------ Recorded data ------

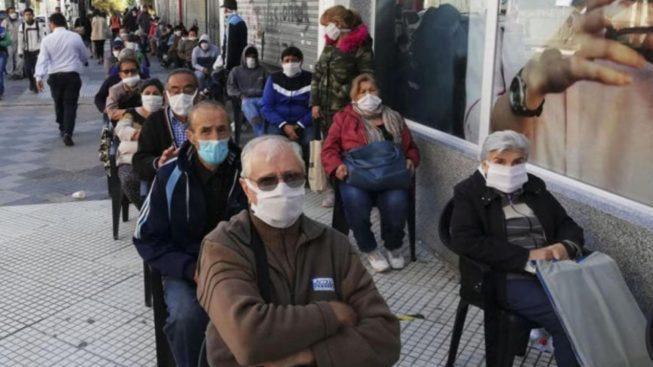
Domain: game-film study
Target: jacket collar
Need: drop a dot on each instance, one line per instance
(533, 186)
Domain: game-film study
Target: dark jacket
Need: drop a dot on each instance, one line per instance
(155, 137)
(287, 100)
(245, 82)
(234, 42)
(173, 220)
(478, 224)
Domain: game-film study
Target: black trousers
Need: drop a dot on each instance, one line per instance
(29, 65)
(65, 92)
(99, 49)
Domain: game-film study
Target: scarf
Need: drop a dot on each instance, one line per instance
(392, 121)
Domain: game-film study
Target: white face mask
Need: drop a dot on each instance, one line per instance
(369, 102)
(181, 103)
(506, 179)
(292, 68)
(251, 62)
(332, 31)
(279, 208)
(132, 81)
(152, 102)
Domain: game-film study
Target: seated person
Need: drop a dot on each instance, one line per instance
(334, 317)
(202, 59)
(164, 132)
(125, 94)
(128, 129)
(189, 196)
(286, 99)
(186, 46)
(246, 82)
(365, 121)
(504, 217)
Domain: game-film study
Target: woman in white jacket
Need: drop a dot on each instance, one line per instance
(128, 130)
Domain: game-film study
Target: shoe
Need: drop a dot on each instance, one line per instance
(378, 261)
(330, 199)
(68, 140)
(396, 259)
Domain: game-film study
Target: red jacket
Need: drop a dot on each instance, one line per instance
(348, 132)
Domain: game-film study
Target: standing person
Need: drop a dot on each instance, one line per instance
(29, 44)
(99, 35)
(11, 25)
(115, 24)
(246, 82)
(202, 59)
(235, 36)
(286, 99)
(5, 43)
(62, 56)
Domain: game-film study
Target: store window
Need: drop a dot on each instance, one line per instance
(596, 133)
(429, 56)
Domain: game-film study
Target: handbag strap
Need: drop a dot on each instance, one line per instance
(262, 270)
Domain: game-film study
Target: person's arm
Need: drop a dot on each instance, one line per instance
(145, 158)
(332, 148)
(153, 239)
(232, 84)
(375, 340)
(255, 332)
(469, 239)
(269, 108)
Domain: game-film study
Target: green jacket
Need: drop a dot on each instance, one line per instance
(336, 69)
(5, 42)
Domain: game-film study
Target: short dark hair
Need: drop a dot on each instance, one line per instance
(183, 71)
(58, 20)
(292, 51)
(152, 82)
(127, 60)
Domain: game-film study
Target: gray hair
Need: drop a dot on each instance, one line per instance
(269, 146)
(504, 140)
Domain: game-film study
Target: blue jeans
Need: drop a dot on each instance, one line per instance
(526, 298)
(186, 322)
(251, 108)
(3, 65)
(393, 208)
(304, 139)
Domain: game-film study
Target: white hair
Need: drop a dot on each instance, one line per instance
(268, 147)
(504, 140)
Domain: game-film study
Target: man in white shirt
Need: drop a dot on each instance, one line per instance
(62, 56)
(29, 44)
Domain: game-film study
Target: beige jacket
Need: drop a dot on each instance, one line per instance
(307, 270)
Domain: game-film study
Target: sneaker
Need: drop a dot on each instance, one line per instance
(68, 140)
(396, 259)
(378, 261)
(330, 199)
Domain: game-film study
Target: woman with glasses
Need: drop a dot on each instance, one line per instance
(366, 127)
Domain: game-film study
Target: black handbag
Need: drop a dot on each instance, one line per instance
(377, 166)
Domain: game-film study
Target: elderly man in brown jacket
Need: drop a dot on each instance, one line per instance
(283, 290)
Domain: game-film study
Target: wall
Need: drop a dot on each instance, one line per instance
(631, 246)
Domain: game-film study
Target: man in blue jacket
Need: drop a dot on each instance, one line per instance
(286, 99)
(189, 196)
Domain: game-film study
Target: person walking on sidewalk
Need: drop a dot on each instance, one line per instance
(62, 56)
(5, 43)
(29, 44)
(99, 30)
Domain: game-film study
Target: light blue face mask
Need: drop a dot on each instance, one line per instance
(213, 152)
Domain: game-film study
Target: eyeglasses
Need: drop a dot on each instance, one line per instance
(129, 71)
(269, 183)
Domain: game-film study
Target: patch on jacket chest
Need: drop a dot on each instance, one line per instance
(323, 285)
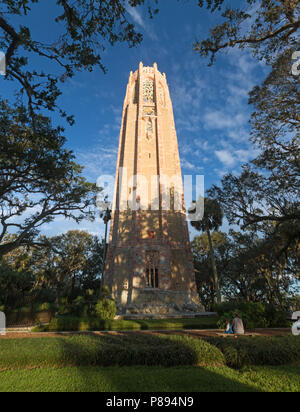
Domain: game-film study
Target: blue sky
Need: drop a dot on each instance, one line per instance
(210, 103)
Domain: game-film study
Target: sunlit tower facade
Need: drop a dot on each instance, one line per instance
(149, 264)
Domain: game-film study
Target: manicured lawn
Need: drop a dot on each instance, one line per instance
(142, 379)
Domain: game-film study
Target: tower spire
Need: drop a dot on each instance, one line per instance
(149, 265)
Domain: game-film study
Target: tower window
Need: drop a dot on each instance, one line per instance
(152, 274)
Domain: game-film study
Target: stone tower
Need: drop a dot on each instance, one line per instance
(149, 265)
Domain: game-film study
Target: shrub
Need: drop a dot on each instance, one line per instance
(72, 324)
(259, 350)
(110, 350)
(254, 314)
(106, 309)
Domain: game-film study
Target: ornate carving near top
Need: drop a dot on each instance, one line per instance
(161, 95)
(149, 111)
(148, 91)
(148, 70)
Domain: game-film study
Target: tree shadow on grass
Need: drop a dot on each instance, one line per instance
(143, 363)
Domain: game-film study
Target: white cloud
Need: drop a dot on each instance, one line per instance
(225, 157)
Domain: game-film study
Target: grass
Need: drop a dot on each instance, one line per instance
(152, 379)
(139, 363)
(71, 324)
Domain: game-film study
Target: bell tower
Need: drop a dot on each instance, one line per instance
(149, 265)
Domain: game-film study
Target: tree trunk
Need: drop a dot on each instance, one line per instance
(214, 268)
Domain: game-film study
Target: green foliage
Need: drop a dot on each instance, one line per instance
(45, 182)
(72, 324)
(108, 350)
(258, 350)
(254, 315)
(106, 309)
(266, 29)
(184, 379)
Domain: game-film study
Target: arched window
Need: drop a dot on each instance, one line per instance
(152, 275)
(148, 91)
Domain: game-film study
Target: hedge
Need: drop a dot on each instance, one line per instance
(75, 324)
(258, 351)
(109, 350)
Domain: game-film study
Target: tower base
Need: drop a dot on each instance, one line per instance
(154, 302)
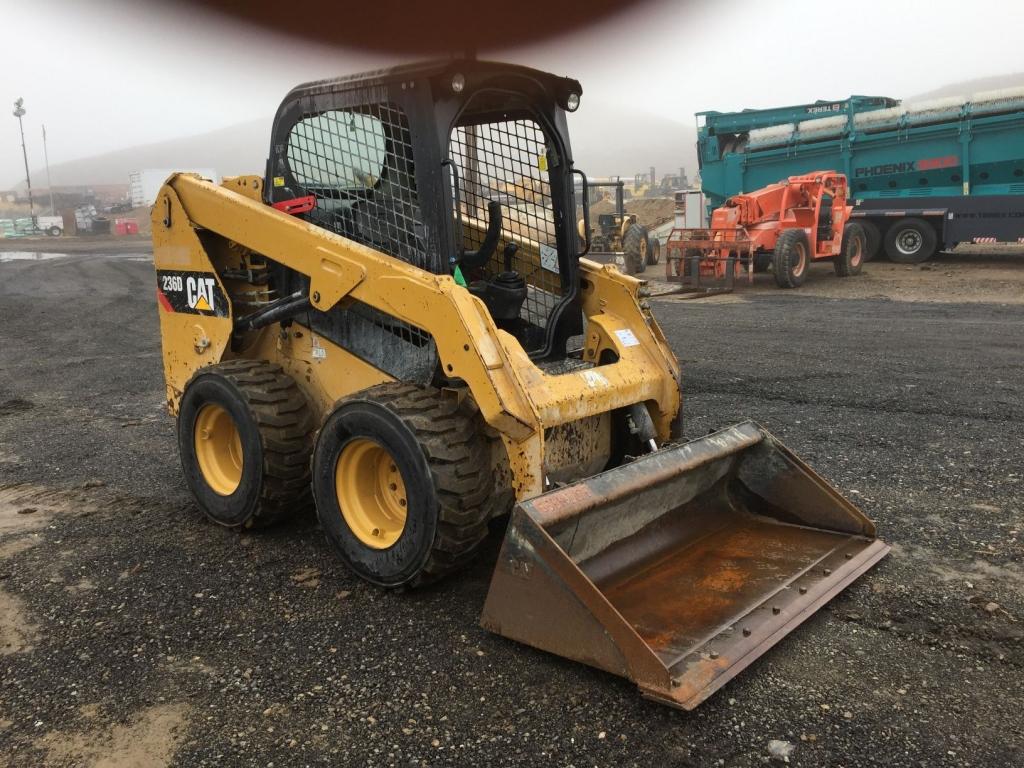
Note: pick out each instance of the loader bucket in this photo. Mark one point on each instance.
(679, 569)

------
------ Recorded data ------

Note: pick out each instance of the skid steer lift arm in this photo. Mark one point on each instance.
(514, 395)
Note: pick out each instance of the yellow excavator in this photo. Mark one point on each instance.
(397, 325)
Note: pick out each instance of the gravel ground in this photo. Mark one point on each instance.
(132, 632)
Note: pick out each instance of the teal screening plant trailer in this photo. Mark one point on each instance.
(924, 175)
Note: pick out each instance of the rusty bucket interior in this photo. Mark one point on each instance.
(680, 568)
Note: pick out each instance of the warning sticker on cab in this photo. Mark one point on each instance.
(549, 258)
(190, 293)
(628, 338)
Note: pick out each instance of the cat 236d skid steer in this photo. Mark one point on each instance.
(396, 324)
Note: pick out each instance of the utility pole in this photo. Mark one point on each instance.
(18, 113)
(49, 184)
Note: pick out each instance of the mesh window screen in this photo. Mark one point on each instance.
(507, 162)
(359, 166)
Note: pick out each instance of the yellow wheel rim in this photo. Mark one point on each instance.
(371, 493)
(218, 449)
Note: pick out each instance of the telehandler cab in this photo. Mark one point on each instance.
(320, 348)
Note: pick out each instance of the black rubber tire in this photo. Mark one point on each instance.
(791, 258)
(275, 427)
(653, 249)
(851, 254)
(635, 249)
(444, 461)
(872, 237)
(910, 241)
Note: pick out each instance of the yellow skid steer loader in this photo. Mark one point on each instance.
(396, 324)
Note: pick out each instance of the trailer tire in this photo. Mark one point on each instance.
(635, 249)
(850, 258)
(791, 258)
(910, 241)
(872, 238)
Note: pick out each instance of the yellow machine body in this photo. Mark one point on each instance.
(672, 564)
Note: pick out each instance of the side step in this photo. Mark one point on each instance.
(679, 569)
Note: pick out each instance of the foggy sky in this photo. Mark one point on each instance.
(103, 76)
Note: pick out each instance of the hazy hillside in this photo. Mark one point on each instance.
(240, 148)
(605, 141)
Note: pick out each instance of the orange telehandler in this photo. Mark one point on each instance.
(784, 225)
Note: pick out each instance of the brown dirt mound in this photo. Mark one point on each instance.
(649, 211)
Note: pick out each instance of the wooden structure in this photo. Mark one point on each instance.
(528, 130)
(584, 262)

------

Identify every line above with the string "mask" in it. Copy those lines.

Target: white face mask
Target: light blue face mask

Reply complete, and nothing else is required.